§ **Exercise details**:
Lay out every line of the records below as a Markdown table, with a "Row" column numbering each line and a "Text" column holding the line itself. Skip any blank lines.

# # # # #

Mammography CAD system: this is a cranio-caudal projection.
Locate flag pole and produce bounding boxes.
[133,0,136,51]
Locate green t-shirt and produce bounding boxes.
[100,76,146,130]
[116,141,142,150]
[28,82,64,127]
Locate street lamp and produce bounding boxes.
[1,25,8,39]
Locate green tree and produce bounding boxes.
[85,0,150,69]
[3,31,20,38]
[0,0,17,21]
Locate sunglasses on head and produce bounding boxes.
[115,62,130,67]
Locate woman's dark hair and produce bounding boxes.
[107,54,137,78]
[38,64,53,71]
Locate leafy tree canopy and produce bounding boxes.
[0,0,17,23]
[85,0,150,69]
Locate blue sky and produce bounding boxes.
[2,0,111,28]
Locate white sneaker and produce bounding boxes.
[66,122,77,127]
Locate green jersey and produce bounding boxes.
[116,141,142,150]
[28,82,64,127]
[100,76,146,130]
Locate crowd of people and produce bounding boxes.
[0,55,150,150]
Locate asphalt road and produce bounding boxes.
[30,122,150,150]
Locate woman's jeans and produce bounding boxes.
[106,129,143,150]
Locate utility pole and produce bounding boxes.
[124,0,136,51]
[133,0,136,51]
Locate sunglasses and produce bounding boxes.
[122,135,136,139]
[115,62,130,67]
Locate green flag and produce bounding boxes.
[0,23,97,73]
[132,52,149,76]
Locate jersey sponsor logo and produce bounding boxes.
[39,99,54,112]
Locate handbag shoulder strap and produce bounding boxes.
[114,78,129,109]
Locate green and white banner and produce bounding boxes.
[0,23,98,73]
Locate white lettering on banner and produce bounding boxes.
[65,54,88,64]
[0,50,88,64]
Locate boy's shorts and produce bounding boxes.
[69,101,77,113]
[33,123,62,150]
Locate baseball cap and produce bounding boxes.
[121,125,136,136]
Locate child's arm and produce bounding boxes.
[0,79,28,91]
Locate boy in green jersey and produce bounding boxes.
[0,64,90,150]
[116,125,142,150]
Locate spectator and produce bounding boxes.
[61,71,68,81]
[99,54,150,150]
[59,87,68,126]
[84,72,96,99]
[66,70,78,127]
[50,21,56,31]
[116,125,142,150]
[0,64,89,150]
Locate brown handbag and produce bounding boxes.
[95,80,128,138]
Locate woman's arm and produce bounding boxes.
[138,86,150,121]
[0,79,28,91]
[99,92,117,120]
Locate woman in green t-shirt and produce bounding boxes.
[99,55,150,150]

# # # # #

§ **Worked answer**:
| Row | Text |
|---|---|
| 1 | Mammography CAD system: this is a cranio-caudal projection. |
| 2 | Locate flag pole and produce bounding boxes. |
| 3 | [133,0,136,51] |
| 4 | Locate green t-shirt and produce bounding boxes. |
| 5 | [100,76,146,130] |
| 6 | [116,141,142,150] |
| 7 | [28,82,64,127] |
| 8 | Locate street lamp and produce bounding boxes. |
| 9 | [1,25,8,39] |
| 10 | Locate green tree and produce bounding boxes. |
| 11 | [85,0,150,69] |
| 12 | [3,31,20,38] |
| 13 | [0,0,17,21] |
| 14 | Locate sunglasses on head and produce bounding boxes. |
| 15 | [115,62,130,67] |
| 16 | Locate woman's dark hair and produce bounding boxes. |
| 17 | [107,54,137,78] |
| 18 | [38,64,53,71] |
| 19 | Locate leafy tree canopy and produce bounding boxes. |
| 20 | [0,0,17,23] |
| 21 | [85,0,150,69] |
| 22 | Locate blue sky and produce bounding boxes. |
| 23 | [2,0,111,28] |
| 24 | Locate white sneaker and produce bounding boxes. |
| 25 | [66,122,77,127] |
| 26 | Locate green jersey and produce bounding boxes. |
| 27 | [116,141,142,150] |
| 28 | [28,82,64,127] |
| 29 | [100,76,146,130] |
| 30 | Locate crowd of people and produce bounding boxes. |
| 31 | [0,55,150,150] |
| 32 | Locate asphalt road and produce bounding boxes. |
| 33 | [30,122,150,150] |
| 34 | Locate woman's jeans and produce bounding boxes. |
| 35 | [106,129,143,150] |
| 36 | Locate utility pole and produce bounding boxes. |
| 37 | [124,0,136,51] |
| 38 | [133,0,136,51] |
| 39 | Locate sunglasses and produce bounding boxes. |
| 40 | [122,135,136,139] |
| 41 | [115,62,130,67] |
| 42 | Locate green flag and produce bounding boxes. |
| 43 | [0,23,97,73] |
| 44 | [132,52,149,76] |
| 45 | Locate jersey sponsor logo and produce bounding boxes. |
| 46 | [39,99,54,112] |
| 47 | Locate handbag shoulder strap and produce bounding boxes. |
| 48 | [114,78,129,109] |
| 49 | Locate green and white banner and produce bounding boxes. |
| 50 | [0,23,98,73] |
| 51 | Locate white lettering on banner and produce bounding boxes. |
| 52 | [65,54,88,64] |
| 53 | [0,50,88,64] |
| 54 | Locate boy's shorts and produce bounding boxes. |
| 55 | [69,101,77,113] |
| 56 | [33,123,62,150] |
| 57 | Locate baseball cap and produce bounding boxes. |
| 58 | [121,125,136,136] |
| 59 | Locate child's arm and produce bounding boxes. |
| 60 | [0,79,28,91] |
| 61 | Locate boy in green jersey and produce bounding boxes. |
| 62 | [0,64,90,150] |
| 63 | [116,125,142,150] |
| 64 | Locate spectator and produce bounding boxes. |
| 65 | [61,71,68,81] |
| 66 | [99,54,150,150] |
| 67 | [59,87,68,126] |
| 68 | [84,72,96,99] |
| 69 | [66,70,78,127] |
| 70 | [50,21,56,31] |
| 71 | [116,125,142,150] |
| 72 | [0,64,89,150] |
| 73 | Locate brown handbag and produce bounding boxes. |
| 74 | [95,80,128,138] |
| 75 | Locate woman's arm and produce bounding boxes. |
| 76 | [138,86,150,121] |
| 77 | [0,79,28,91] |
| 78 | [99,92,117,120] |
| 79 | Locate woman in green t-shirt and produce bounding boxes. |
| 80 | [99,55,150,150] |